The input:
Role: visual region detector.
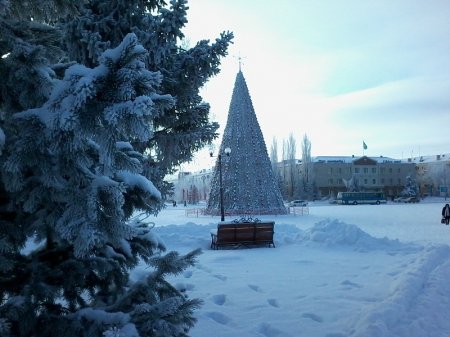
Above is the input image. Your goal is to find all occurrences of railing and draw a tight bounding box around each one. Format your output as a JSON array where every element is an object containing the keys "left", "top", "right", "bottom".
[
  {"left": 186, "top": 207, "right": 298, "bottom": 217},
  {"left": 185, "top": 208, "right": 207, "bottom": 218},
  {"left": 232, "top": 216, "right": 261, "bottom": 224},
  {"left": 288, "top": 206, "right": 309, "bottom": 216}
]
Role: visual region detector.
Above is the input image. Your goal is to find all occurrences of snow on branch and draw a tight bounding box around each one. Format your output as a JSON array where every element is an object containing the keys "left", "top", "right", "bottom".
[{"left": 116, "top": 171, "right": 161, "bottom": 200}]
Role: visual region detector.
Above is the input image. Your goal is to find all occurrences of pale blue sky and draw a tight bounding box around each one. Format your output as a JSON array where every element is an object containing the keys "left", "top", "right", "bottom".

==

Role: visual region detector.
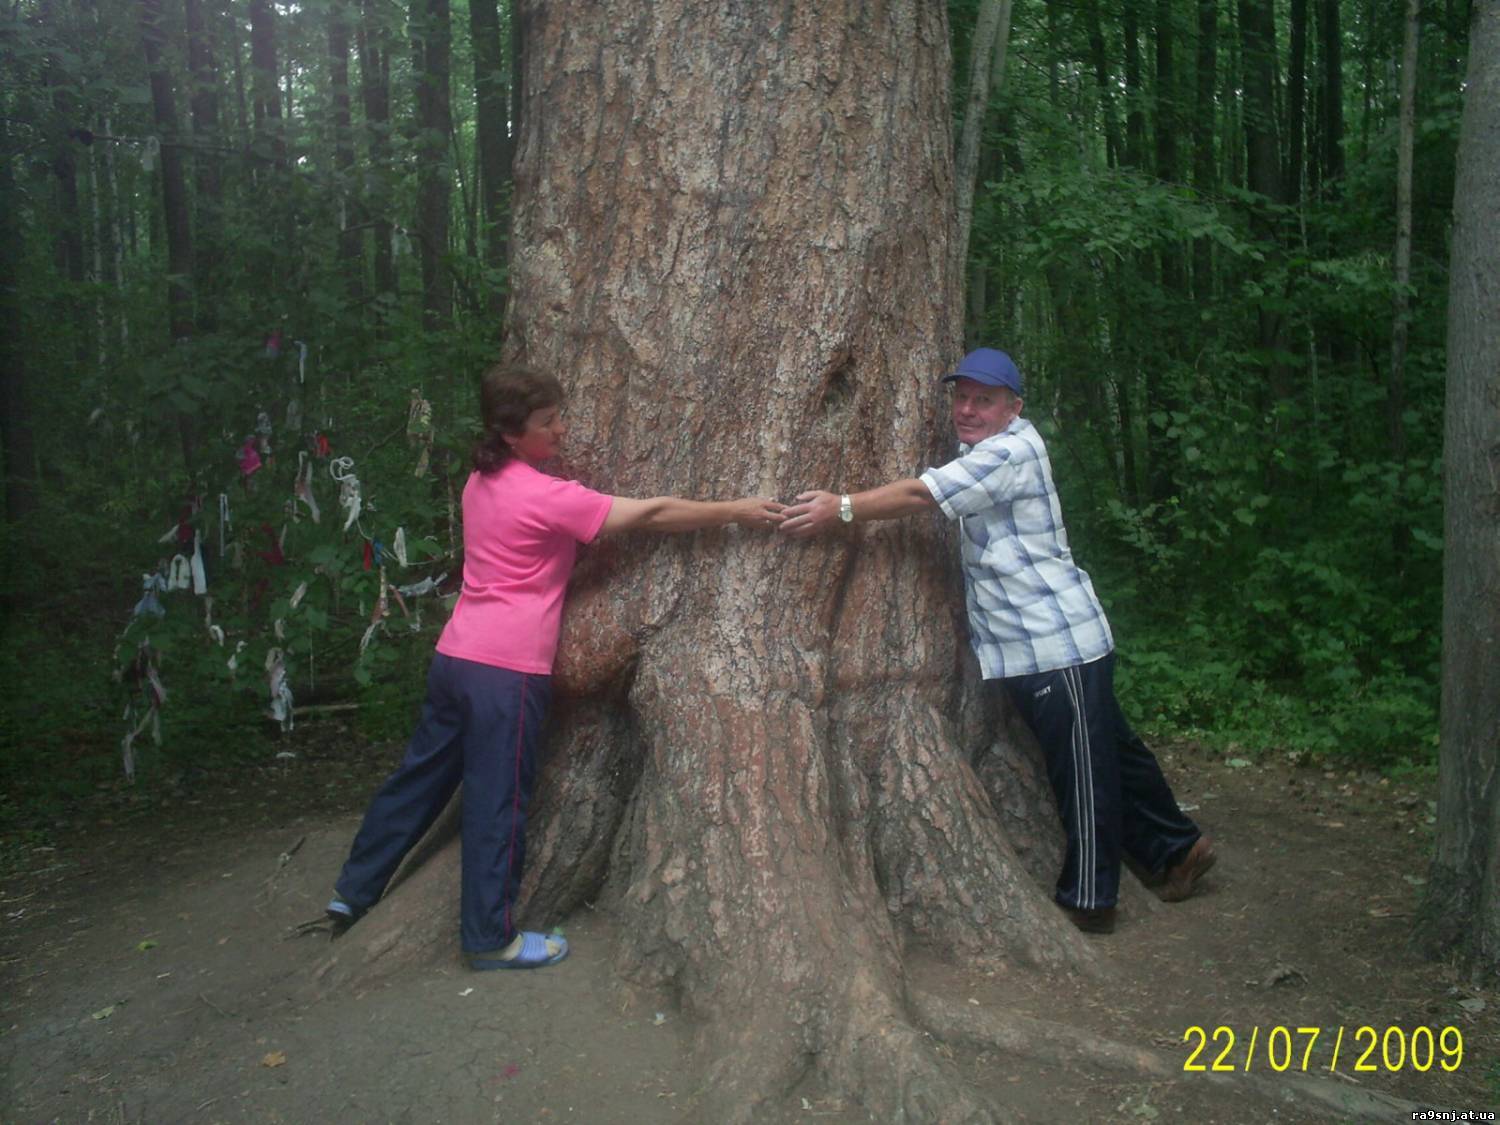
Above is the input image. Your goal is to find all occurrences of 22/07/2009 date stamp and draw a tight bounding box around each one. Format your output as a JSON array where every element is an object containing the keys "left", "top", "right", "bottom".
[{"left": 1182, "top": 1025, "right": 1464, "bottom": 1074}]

Task instructions:
Within the listing above, extract exactly the lines from the line with "occurrences of snow" to the line with "occurrences of pale", the two named lines included, and no others.

Answer to this problem:
Above is the input image. Your goal is to find all occurrences of snow on branch and draw a tight bounding box around each one. Format your output as a JSON array where every element is an object containing the keys "left", "top", "right", "bottom".
[{"left": 116, "top": 171, "right": 161, "bottom": 200}]
Role: visual region detector.
Above is the input image. Your goal is to find all occurrences of pale blue sky and draw a tight bounding box around each one. Format your output as a JSON array where every element is an object containing the keys "left", "top", "right", "bottom".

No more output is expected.